▶ **JOB**: Write out the records as a JSON list of strings, one string per line and no blank lines, starting with the line that contains "target=flower petal | output=box" and going on through the line that contains "[966,489,1017,504]", both included.
········
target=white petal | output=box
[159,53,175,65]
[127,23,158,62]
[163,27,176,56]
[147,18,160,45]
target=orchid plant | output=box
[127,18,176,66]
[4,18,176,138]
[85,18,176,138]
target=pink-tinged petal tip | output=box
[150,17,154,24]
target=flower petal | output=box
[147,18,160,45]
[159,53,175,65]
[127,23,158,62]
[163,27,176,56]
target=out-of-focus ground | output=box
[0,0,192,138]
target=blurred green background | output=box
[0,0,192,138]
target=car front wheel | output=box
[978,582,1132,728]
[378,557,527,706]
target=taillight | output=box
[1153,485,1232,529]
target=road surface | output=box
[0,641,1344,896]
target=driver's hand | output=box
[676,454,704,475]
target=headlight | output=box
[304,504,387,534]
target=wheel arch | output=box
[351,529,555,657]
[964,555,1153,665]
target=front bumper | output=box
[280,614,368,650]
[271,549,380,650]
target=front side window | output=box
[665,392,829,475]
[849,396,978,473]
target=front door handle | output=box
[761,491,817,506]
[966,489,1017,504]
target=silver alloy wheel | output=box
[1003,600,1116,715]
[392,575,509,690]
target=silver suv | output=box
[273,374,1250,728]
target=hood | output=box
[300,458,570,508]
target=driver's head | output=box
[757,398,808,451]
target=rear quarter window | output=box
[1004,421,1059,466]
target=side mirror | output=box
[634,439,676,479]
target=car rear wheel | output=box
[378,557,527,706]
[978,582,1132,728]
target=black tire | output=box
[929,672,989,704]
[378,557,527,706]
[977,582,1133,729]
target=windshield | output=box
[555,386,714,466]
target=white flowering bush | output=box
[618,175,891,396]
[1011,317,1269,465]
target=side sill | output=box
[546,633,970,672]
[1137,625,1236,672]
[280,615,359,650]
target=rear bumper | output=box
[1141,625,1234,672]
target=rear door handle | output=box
········
▶ **REPLY**:
[
  "target=flower petal | output=box",
  "[147,18,160,45]",
  "[159,53,175,65]",
  "[127,23,158,62]",
  "[163,27,176,56]",
  "target=out-of-focus ground | output=box",
  "[0,0,192,138]",
  "target=blurred green background | output=box",
  "[0,0,192,138]",
  "target=car front wheel | output=box",
  "[978,582,1132,728]",
  "[378,557,527,706]",
  "target=taillight | output=box",
  "[1153,485,1232,529]",
  "target=road surface | output=box",
  "[0,641,1344,896]",
  "target=driver's hand | output=box",
  "[676,454,704,475]",
  "target=headlight | output=box",
  "[304,504,387,534]",
  "target=wheel arch | output=box",
  "[351,529,555,657]",
  "[964,555,1153,665]",
  "target=front bumper | output=box",
  "[280,614,368,650]",
  "[271,549,380,650]",
  "target=front side window | output=box",
  "[665,392,829,475]",
  "[849,396,978,473]",
  "target=front door handle | output=box",
  "[761,491,817,506]",
  "[966,489,1017,504]"
]